**WHAT IS EXPECTED:**
Every line containing "crowd" should be identified and copied from the data below.

**DATA TO USE:**

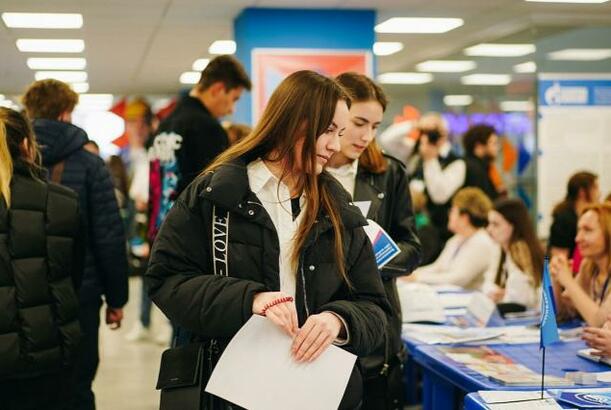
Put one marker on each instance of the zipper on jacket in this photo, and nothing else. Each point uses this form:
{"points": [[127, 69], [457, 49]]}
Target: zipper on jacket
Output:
{"points": [[305, 297]]}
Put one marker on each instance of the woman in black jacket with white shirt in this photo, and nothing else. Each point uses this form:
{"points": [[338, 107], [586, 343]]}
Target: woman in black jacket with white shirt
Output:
{"points": [[265, 231], [368, 175]]}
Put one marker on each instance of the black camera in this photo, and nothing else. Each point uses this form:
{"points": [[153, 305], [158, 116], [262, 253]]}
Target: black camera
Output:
{"points": [[433, 135]]}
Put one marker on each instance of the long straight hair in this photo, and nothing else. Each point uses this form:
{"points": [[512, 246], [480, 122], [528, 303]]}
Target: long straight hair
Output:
{"points": [[300, 109], [363, 89], [604, 218], [515, 212], [14, 128]]}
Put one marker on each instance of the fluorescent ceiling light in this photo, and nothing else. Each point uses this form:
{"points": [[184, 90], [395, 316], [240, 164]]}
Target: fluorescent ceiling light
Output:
{"points": [[100, 102], [190, 77], [418, 25], [446, 66], [580, 54], [222, 47], [37, 63], [405, 78], [43, 20], [386, 48], [80, 87], [65, 76], [568, 1], [30, 45], [527, 67], [457, 100], [486, 79], [516, 105], [200, 64], [500, 50]]}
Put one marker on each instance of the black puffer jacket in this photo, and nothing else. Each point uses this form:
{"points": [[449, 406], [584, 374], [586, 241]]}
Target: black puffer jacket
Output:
{"points": [[106, 258], [39, 267], [180, 275], [391, 208]]}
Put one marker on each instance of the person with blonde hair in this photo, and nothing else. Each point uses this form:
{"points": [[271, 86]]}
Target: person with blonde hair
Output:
{"points": [[49, 103], [40, 271], [587, 294], [465, 257], [514, 279], [265, 231]]}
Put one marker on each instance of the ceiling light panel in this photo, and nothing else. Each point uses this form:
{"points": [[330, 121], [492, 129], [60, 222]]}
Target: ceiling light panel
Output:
{"points": [[457, 100], [222, 47], [30, 45], [418, 25], [43, 20], [66, 76], [405, 78], [500, 50], [446, 66], [486, 79], [386, 48], [580, 54], [41, 63]]}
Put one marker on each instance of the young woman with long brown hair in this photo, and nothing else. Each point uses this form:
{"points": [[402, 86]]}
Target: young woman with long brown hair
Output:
{"points": [[265, 226], [369, 175], [586, 294], [514, 281]]}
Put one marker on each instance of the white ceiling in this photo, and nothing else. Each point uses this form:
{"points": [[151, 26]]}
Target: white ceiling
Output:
{"points": [[142, 46]]}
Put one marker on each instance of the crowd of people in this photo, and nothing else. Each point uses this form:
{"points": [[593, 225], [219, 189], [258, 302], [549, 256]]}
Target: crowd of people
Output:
{"points": [[226, 223]]}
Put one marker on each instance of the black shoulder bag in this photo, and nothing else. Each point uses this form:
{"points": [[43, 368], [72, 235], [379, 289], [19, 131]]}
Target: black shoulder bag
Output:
{"points": [[185, 370]]}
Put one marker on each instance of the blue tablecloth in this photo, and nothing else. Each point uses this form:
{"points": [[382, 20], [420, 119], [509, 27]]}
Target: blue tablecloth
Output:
{"points": [[473, 401], [445, 382]]}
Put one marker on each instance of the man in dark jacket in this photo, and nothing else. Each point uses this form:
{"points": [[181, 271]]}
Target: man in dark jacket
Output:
{"points": [[481, 148], [50, 103], [191, 137]]}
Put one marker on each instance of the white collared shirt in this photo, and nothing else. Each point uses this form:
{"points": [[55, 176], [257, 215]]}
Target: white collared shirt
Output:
{"points": [[276, 199], [346, 175]]}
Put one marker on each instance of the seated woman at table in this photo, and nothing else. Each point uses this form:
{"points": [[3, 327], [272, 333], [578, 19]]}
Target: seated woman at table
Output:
{"points": [[513, 281], [465, 257], [599, 338], [587, 294]]}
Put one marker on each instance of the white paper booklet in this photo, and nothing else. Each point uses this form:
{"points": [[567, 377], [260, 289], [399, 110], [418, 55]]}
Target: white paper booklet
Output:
{"points": [[257, 371]]}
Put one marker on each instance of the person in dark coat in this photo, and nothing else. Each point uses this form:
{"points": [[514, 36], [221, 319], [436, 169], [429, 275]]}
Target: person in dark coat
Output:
{"points": [[381, 181], [50, 104], [40, 269], [481, 149], [285, 237]]}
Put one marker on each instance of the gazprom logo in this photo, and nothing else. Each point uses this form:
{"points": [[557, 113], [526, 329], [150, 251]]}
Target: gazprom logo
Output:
{"points": [[562, 95], [593, 398]]}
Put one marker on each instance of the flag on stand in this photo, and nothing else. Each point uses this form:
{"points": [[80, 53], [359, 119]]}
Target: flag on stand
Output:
{"points": [[549, 328]]}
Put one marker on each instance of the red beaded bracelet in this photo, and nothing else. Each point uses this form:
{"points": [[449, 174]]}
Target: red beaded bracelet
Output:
{"points": [[276, 302]]}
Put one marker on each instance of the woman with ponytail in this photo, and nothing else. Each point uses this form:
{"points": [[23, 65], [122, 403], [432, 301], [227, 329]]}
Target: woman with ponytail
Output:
{"points": [[39, 271], [265, 231]]}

**SOLUTION TO THE PROBLEM:**
Put one marker on each instance of the crowd of people in this photo, and nothing else. Each point uses this form:
Target: crowd of people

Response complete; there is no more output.